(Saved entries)
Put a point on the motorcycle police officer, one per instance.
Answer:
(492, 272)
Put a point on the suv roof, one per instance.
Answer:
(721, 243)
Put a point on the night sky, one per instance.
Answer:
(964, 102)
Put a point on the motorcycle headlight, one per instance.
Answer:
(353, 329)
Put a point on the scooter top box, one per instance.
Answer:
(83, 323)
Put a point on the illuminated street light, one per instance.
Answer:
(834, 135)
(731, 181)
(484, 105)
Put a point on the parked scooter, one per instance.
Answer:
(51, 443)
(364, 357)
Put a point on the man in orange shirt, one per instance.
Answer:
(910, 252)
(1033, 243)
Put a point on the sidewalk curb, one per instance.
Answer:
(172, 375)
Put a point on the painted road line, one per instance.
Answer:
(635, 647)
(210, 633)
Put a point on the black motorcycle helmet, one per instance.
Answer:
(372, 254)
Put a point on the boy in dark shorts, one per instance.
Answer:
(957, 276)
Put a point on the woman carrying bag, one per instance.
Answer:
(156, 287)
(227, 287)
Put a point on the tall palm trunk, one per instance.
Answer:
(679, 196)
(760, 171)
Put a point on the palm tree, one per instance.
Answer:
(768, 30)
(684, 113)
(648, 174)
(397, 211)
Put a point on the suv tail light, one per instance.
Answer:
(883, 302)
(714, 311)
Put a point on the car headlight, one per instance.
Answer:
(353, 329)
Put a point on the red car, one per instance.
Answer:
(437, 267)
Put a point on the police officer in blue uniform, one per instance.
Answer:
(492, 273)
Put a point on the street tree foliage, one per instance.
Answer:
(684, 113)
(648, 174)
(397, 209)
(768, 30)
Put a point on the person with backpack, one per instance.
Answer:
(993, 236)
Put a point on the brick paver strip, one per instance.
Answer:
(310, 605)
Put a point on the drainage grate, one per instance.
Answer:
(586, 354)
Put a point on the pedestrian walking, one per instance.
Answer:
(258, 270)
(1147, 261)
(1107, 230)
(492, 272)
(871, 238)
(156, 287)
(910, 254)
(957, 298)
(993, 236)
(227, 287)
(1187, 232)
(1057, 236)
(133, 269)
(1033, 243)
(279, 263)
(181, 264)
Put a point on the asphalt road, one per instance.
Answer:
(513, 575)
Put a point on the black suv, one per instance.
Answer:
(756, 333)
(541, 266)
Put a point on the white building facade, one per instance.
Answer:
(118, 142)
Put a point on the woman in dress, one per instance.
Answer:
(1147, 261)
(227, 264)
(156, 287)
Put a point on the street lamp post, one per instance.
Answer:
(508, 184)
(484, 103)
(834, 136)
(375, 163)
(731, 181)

TASK REQUIREMENTS
Which lines run from the one holding "Put a point on the woman carrying" through the one holding "Put a point on the suv tail" in the records above? Repeat them exactly, both included, and nothing more.

EXERCISE RESPONSE
Put a point on the woman carrying bag, one per instance.
Answer:
(156, 287)
(227, 287)
Put a point on the tall palm trunk, one per instance.
Answer:
(679, 196)
(760, 171)
Put a point on the palm tree, one per instance.
Answer:
(768, 30)
(684, 113)
(648, 174)
(397, 211)
Put a point on the suv tail light, one per instance.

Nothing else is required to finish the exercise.